Direction
Copy out the stretch of the material below from the line containing "Someone flagged staircase" through the line containing "[385,212,409,235]", word for word and with nothing else.

Records supplied
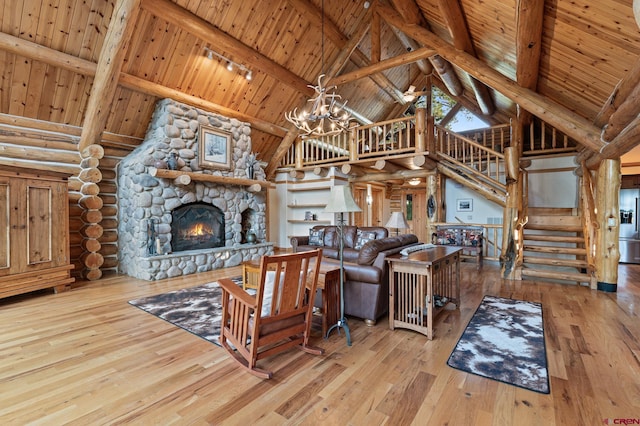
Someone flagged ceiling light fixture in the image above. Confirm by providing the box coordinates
[204,47,253,80]
[284,0,351,136]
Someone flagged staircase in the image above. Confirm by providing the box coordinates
[520,207,596,288]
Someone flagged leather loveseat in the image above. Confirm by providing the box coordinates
[291,226,418,325]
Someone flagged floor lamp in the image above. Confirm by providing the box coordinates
[324,185,362,346]
[385,212,409,235]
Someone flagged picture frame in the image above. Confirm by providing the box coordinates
[198,125,232,170]
[456,198,473,212]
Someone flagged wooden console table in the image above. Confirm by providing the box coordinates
[387,246,461,340]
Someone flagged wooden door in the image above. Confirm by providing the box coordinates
[403,189,431,243]
[353,187,368,226]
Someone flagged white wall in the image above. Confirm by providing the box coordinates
[527,156,580,208]
[445,156,579,224]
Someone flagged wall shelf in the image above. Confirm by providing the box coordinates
[287,186,331,192]
[287,219,331,225]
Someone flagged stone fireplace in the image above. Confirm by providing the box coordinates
[171,203,224,253]
[118,99,273,280]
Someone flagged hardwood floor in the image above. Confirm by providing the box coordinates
[0,262,640,425]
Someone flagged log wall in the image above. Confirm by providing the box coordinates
[0,114,142,278]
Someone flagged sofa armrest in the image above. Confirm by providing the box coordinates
[373,234,418,271]
[289,235,309,253]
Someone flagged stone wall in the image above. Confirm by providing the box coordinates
[118,99,273,280]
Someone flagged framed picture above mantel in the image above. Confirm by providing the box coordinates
[198,125,232,170]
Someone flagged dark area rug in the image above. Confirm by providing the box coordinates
[129,277,242,346]
[447,296,550,394]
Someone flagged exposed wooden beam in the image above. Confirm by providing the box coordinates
[289,0,402,102]
[586,115,640,169]
[516,0,544,90]
[141,0,313,96]
[264,131,299,179]
[602,79,640,141]
[330,47,435,86]
[382,0,462,96]
[0,33,288,137]
[78,0,141,151]
[120,73,288,137]
[380,2,605,151]
[516,0,544,126]
[594,54,640,127]
[349,169,433,183]
[438,0,495,115]
[391,27,433,75]
[370,5,382,64]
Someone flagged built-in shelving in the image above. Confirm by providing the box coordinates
[287,184,334,235]
[287,204,327,209]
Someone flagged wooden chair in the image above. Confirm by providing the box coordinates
[219,249,324,379]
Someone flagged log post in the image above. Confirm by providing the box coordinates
[294,138,304,169]
[78,145,104,281]
[349,127,358,161]
[500,113,525,280]
[416,107,429,152]
[596,159,620,292]
[500,146,522,280]
[425,172,443,242]
[313,166,329,177]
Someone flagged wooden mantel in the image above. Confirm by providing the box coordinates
[149,167,273,192]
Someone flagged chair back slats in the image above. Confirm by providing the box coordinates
[220,249,323,378]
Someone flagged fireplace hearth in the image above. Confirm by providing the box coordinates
[171,203,224,252]
[117,99,273,281]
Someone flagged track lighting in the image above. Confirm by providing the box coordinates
[204,47,253,81]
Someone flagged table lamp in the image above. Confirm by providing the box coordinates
[324,185,362,346]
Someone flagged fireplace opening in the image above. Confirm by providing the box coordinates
[171,203,224,252]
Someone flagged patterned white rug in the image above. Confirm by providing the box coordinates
[447,296,550,394]
[129,277,242,346]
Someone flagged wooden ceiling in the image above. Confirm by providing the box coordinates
[0,0,640,173]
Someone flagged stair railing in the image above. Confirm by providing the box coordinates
[436,126,506,191]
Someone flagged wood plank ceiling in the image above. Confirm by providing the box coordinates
[0,0,640,173]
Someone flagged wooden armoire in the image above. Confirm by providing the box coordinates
[0,166,74,298]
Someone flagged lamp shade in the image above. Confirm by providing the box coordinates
[385,212,409,229]
[324,185,362,213]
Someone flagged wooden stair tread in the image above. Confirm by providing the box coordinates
[523,243,587,256]
[524,233,584,243]
[522,268,591,283]
[525,222,582,232]
[522,256,588,268]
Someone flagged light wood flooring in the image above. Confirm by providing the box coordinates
[0,262,640,426]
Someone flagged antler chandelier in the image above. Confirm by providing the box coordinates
[284,74,351,136]
[284,0,351,137]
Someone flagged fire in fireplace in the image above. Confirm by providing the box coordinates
[171,203,224,252]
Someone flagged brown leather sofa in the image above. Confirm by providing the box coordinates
[291,226,418,325]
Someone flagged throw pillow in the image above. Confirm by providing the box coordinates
[309,229,324,246]
[353,229,376,250]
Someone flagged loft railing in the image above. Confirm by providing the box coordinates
[457,124,511,152]
[355,117,415,159]
[281,116,577,171]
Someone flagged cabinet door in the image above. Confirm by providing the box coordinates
[26,179,68,270]
[0,177,10,276]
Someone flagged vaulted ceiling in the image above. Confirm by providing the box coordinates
[0,0,640,173]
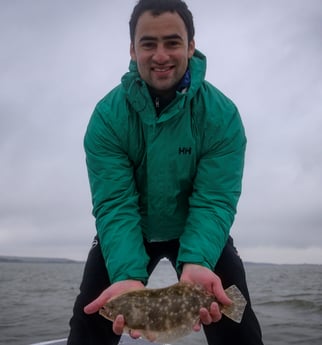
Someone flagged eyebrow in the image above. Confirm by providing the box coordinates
[139,34,183,42]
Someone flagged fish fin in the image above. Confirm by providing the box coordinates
[221,285,247,323]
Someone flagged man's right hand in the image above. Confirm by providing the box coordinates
[84,280,144,339]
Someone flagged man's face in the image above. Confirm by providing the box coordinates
[130,12,195,95]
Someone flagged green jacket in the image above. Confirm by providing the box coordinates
[84,51,246,283]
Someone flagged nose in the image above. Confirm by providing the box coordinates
[153,45,169,65]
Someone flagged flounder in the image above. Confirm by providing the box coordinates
[99,282,247,342]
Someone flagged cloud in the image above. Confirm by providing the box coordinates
[0,0,322,263]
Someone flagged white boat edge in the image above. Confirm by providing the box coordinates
[30,338,67,345]
[29,334,171,345]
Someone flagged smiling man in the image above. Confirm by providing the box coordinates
[68,0,262,345]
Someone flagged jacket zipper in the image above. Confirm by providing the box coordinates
[155,97,160,109]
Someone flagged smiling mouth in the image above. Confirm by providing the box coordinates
[152,66,174,73]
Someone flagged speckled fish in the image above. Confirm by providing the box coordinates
[100,282,247,342]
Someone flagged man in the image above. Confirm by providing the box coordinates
[68,0,262,345]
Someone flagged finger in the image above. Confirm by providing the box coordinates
[129,329,141,339]
[213,278,233,305]
[210,302,222,322]
[84,290,110,314]
[113,315,125,335]
[193,320,201,332]
[199,308,212,325]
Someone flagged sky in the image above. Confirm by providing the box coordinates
[0,0,322,264]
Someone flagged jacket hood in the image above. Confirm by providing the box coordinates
[122,50,207,123]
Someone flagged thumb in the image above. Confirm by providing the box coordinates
[213,281,233,306]
[84,290,110,314]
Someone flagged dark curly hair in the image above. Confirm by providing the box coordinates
[129,0,195,43]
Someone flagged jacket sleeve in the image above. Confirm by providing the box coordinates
[84,101,148,283]
[177,94,246,271]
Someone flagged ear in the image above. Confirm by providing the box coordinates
[188,40,196,59]
[130,43,136,61]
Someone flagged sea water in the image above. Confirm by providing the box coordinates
[0,261,322,345]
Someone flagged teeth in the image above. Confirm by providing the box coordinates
[154,68,170,72]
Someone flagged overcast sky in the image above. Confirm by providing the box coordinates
[0,0,322,264]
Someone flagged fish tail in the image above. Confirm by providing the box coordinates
[221,285,247,323]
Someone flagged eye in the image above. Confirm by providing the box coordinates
[141,41,155,50]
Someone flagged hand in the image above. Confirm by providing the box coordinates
[84,280,144,339]
[180,264,232,331]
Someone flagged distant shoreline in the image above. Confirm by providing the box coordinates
[0,255,321,266]
[0,255,83,264]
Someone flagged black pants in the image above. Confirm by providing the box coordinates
[67,238,263,345]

Task result
Someone flagged staircase in the image above. Confirm by providing the box coordinates
[520,207,596,288]
Someone flagged leather loveseat in the image above. Confirm by providing the box coordinates
[291,226,418,325]
Someone flagged floor lamp in the image above. Confirm by providing the box coordinates
[324,185,362,346]
[385,212,409,235]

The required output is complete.